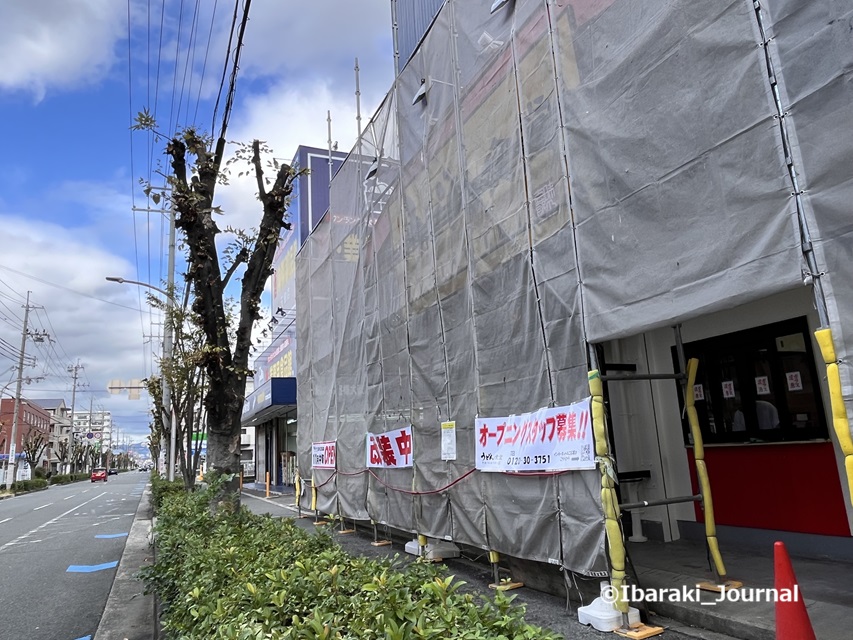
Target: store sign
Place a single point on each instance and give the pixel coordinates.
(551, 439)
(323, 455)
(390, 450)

····················

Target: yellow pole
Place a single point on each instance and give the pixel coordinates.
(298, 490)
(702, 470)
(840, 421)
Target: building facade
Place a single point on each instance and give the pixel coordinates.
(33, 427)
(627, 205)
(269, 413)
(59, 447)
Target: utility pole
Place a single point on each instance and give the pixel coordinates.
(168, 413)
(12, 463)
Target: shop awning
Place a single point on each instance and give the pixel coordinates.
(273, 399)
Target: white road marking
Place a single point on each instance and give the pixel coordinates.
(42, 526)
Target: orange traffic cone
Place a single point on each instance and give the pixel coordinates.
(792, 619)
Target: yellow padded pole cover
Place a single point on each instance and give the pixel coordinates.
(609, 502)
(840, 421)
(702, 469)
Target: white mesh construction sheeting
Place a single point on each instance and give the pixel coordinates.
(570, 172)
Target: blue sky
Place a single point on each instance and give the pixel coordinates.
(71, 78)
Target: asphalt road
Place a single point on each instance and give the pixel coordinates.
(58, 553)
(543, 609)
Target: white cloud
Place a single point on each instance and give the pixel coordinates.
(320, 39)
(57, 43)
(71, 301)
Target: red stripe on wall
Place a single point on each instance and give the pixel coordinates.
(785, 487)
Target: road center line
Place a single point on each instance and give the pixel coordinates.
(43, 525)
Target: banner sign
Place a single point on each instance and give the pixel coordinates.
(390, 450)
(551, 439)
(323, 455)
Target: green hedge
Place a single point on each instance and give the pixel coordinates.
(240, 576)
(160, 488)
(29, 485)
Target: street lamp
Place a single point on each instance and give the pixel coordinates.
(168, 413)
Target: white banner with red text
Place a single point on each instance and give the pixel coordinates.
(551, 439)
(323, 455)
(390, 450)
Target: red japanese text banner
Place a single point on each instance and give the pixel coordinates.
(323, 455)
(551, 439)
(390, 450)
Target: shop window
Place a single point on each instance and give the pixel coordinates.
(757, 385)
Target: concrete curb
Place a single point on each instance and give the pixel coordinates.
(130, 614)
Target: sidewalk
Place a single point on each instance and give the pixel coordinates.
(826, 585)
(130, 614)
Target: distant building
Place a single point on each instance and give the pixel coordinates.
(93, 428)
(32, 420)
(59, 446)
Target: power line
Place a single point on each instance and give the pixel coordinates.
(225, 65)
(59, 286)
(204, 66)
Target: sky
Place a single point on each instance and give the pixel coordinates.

····················

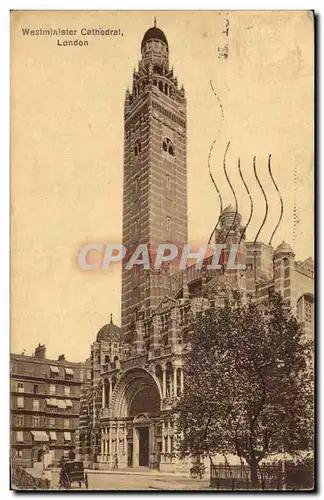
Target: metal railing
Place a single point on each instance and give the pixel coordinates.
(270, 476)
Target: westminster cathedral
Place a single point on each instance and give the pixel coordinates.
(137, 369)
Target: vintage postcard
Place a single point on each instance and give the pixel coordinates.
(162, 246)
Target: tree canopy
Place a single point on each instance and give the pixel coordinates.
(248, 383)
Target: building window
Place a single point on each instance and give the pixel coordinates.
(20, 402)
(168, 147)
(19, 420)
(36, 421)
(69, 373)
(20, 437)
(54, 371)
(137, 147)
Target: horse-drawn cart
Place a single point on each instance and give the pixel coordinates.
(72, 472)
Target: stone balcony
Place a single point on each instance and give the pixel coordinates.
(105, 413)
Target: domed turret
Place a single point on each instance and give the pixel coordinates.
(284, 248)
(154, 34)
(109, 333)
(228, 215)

····················

**ACTION ITEM**
Reproduce the lines of the entries above from the one with "Target: white banner with red text" to the one with "Target: concrete curb", both included, exactly and without any other line.

**ANSWER BELOW**
Target: white banner with red text
Place a single point on each instance and give the pixel coordinates.
(551, 439)
(323, 455)
(390, 450)
Target: red japanese text banner
Place a single point on each instance and give the pixel coordinates.
(323, 455)
(551, 439)
(390, 450)
Target: shop window
Place a single point on each instance and give the pixel coordinates.
(757, 385)
Target: concrete curb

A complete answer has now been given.